Activity: The entries below should be written out again exactly as they stand.

Excerpted records:
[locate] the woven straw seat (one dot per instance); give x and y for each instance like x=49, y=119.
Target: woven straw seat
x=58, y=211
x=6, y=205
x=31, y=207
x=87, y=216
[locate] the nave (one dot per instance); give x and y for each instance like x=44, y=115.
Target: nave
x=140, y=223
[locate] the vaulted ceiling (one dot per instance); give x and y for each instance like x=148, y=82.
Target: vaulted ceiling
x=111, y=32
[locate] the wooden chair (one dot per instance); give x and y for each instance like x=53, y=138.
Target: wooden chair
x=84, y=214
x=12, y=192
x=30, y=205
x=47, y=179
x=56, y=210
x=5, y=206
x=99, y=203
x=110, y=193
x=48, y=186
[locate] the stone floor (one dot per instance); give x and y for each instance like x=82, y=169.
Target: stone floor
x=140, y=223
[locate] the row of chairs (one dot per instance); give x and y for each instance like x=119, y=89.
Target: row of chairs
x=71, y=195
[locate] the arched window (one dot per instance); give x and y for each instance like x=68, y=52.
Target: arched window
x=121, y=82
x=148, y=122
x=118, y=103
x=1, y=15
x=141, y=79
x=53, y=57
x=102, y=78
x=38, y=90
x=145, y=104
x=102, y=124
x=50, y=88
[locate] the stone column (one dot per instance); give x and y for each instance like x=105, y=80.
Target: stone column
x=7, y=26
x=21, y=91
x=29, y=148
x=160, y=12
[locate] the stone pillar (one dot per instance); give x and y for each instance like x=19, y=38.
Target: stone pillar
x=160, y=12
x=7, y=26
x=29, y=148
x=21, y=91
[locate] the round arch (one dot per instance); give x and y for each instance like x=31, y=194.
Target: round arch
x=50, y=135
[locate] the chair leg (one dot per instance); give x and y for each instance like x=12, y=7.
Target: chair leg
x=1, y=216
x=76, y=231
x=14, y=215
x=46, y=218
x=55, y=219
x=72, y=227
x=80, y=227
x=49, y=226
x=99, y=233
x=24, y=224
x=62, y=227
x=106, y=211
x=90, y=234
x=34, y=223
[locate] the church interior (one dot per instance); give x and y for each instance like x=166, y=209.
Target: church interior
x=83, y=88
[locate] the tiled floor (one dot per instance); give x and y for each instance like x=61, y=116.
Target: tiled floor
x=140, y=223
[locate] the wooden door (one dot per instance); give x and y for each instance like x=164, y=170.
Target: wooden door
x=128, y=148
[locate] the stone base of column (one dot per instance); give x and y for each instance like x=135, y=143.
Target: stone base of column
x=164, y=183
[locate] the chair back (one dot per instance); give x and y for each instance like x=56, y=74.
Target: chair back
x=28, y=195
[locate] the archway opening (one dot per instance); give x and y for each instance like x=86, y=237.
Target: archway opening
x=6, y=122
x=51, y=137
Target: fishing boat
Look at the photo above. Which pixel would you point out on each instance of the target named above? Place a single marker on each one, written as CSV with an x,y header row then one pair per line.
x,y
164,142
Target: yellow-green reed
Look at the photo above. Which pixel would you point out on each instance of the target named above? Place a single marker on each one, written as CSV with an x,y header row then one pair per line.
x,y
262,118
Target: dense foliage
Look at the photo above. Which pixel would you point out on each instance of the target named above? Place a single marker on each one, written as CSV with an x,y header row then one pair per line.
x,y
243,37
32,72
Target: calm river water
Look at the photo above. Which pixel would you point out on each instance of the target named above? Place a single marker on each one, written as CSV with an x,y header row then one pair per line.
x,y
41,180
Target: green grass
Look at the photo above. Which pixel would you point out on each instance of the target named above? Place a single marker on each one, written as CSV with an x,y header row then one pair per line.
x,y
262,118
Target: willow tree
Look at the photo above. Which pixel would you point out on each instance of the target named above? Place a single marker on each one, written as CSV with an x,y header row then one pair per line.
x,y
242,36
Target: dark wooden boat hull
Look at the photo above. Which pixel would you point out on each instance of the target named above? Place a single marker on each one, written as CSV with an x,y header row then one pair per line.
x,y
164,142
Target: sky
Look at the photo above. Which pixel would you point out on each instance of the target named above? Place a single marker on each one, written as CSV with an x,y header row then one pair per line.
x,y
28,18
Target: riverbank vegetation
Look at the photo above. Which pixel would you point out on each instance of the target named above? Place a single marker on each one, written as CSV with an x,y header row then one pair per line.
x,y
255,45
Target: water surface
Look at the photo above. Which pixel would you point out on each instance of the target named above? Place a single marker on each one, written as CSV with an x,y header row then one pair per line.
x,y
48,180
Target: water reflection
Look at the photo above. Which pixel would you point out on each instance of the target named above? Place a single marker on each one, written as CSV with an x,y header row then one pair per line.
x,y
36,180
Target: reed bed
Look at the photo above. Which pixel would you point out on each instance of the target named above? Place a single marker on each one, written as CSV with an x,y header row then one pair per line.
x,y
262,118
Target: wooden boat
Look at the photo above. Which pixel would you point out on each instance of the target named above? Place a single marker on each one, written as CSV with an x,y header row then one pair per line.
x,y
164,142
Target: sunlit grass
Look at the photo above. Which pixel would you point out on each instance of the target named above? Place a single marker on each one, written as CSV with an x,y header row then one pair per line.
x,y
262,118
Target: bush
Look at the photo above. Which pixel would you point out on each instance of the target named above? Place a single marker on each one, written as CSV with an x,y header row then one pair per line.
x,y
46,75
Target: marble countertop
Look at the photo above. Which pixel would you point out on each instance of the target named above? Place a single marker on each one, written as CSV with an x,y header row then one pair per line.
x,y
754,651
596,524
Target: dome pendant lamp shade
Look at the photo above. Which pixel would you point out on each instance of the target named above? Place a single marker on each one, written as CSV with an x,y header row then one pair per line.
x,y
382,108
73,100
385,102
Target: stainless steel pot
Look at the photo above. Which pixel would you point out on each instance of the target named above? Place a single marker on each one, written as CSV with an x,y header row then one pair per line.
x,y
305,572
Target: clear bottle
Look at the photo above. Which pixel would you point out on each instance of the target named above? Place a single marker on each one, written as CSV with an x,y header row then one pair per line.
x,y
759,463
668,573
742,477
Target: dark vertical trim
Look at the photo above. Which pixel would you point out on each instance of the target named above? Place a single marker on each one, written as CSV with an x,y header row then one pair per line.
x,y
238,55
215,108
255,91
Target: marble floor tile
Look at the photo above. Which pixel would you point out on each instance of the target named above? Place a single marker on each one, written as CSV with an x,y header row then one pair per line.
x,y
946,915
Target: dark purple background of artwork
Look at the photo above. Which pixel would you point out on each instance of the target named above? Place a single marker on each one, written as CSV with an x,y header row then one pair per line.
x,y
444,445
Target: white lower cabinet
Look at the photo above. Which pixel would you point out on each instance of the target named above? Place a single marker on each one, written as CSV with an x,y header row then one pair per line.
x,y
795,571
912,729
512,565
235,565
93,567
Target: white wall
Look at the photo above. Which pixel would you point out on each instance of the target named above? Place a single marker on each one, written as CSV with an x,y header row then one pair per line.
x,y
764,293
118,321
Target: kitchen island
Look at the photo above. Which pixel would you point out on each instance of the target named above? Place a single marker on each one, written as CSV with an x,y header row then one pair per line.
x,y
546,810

Finished exercise:
[locate] the woven straw seat (one dot per instance); give x and y for each instance like x=49, y=119.
Target: woven straw seat
x=58, y=211
x=6, y=205
x=31, y=207
x=87, y=216
[locate] the nave (one dot per instance); give x and y for each instance like x=44, y=115.
Target: nave
x=140, y=223
[locate] the vaulted ceiling (one dot per instance); give x and y for each instance like x=148, y=82.
Target: vaulted ceiling
x=111, y=32
[locate] the wooden chair (one dot per instance); give x and y for each instance like x=53, y=138.
Target: wooden chair
x=84, y=214
x=12, y=192
x=30, y=205
x=47, y=179
x=56, y=210
x=5, y=206
x=99, y=203
x=110, y=193
x=48, y=186
[locate] the stone floor (one dot per instance); give x and y for each instance like x=82, y=169.
Target: stone floor
x=140, y=223
[locate] the row of chairs (one dot per instance); give x and y for each instance like x=119, y=89.
Target: row of chairs
x=71, y=195
[locate] the arched window (one dot per instance); give x and y for each instance like x=68, y=52.
Target: arched window
x=121, y=82
x=148, y=122
x=118, y=103
x=1, y=15
x=141, y=79
x=53, y=57
x=102, y=78
x=38, y=90
x=145, y=104
x=102, y=124
x=50, y=88
[locate] the stone column (one dot per instance); give x and y for each instance like x=105, y=80.
Target: stone column
x=7, y=26
x=21, y=91
x=29, y=148
x=160, y=12
[locate] the stone pillar (one dot per instance); give x and y for each instance like x=19, y=38.
Target: stone pillar
x=160, y=12
x=7, y=26
x=29, y=148
x=21, y=91
[locate] the round arch (one dot per instance); give x and y for each instance like x=31, y=194.
Target: round arch
x=50, y=135
[locate] the chair leg (one dot per instance); give x and y for each instance like x=12, y=7.
Target: chair leg
x=1, y=216
x=76, y=231
x=14, y=215
x=46, y=218
x=55, y=219
x=72, y=227
x=80, y=227
x=49, y=226
x=99, y=233
x=24, y=224
x=62, y=227
x=106, y=211
x=90, y=234
x=34, y=223
[locate] the church interior (one dot per instance); give x and y for each instance like x=166, y=209.
Target: church interior
x=83, y=88
[locate] the tiled floor (one dot per instance); give x and y for each instance like x=61, y=116.
Target: tiled floor
x=140, y=223
[locate] the wooden door (one dot per instance); give x and y for each instance like x=164, y=170.
Target: wooden door
x=128, y=148
[locate] the stone base of column (one dot per instance); give x and y for each instance like x=135, y=143.
Target: stone base of column
x=164, y=183
[locate] the chair back (one dot per instance); give x and y for each instance like x=56, y=74.
Target: chair back
x=28, y=195
[locate] the archway opening (one dot per instance); give x and y for each instance like x=86, y=237.
Target: archway opening
x=6, y=122
x=51, y=137
Target: fishing boat
Look at the photo above. Which pixel would you point out on each instance of the target named above? Place a single marker on each one, written as CSV with an x,y header row then one pair per line.
x,y
164,142
Target: yellow-green reed
Look at the photo above. Which pixel would you point out on each instance of the target named above? Place a single marker on each one, written as CSV with an x,y header row then one pair per line.
x,y
262,118
Target: dense foliage
Look at the photo above. Which pixel would you point out on each instance of the target named above? Place a single marker on each one, written as CSV with an x,y header row then one pair per line.
x,y
243,37
32,72
Target: calm river water
Look at the photo above. Which pixel would you point out on each instance of the target named above? Place a single marker on each one, written as CSV with an x,y header row then one pair per line.
x,y
41,180
Target: green grass
Look at the photo above. Which pixel would you point out on each instance of the target named above? Place a single marker on each one, written as CSV with an x,y header row then one pair per line.
x,y
262,118
Target: willow tree
Look at the photo above. Which pixel would you point out on each instance of the target named above? Place a single marker on each one, written as CSV with an x,y header row then one pair per line.
x,y
242,36
Target: dark wooden boat hull
Look at the photo above. Which pixel would you point out on each instance of the target named above? Place a single marker on each one, written as CSV with an x,y header row then one pair per line.
x,y
164,142
Target: sky
Look at the photo above. Which pixel would you point out on each instance of the target named above? Place a single marker on each one, written as CSV with an x,y header row then one pair per line.
x,y
28,18
Target: riverbank vegetation
Look at the photo above. Which pixel would you point out on each instance of the target named above? Place a single marker on each one, written as CSV with an x,y header row then one pair per line.
x,y
255,45
Target: water surface
Look at the photo above. Which pixel would you point out on each instance of the target named above? Place a single marker on each one, written as CSV with an x,y header row then one pair per line.
x,y
48,180
Target: water reflection
Look at the photo above. Which pixel would you point out on each instance of the target named above? Place a single marker on each one, written as CSV with an x,y header row then one pair per line.
x,y
36,180
Target: reed bed
Look at the photo above. Which pixel would you point out on each instance of the target named above? Place a single marker on each one, written as CSV with an x,y header row then one pair per line.
x,y
262,118
Target: wooden boat
Look at the photo above. Which pixel would you point out on each instance of the target named above? Place a single marker on each one, written as CSV with an x,y header row then one pair per line.
x,y
164,142
Target: sunlit grass
Look at the photo above. Which pixel would you point out on each instance of the target named above? Place a single marker on each one, written as CSV with an x,y header row then one pair per line.
x,y
262,118
Target: bush
Look at the photo above. Which pixel would you point out on each instance of the target named above? Place a single marker on each one, written as CSV with an x,y header row then one pair per line.
x,y
46,75
Target: marble countertop
Look at the photo above. Which pixel would you point out on each instance of the target named above? Place a single marker on each one, written as CSV with an x,y header row then one pair per line.
x,y
754,651
596,524
Target: dome pendant lamp shade
Look at the photo above. Which pixel would you point out on each instance of the target named above? Place a single marker on each one, written as CSV with an x,y header row then one pair per line.
x,y
382,108
73,100
385,102
Target: stainless steel pot
Look at the photo above. Which pixel would you point out on each instance of the target named above? Place a single marker on each one, written as CSV with an x,y header row then one pair per line.
x,y
305,572
Target: clear bottle
Look at the photo above. Which pixel would you point out on each instance of the target named above? Place a single marker on each one, written as CSV with an x,y header row then one pair per line.
x,y
759,463
668,573
742,477
Target: dark vertical trim
Look at the photo above. Which pixel would you point out on each instance of the target named above? Place a single marker on each one, written as CSV with an x,y header row then one pair per line.
x,y
238,55
215,108
255,91
Target: marble floor tile
Look at the photo above. Which pixel would you point out on each instance of the target named above? Place a single marker on each one, written as CSV with an x,y header row then one pair per line.
x,y
946,915
Target: dark purple background of artwork
Look at the photo above. Which pixel would you point out on each instance of the target named above? Place a single marker on each one, written as CSV with an x,y header row then one pair per line.
x,y
444,445
Target: white lower cabinet
Look at the photo above. Which pixel would you point out on each instance of the target named above? Place a single marker on each one, written as CSV with an x,y header row then one pair per line.
x,y
795,571
912,729
512,565
235,565
93,567
Target: white wall
Look at the photo above. Which pixel would you point out on each instance of the target named above? Place a single marker on each one, written as CSV with an x,y header row then one pair per line.
x,y
764,293
118,321
Target: kitchen island
Look at the photo above. Which pixel would you point out on each instance of the target named above? Place a single marker on each one, written as CSV with an x,y header row then one pair per line.
x,y
546,810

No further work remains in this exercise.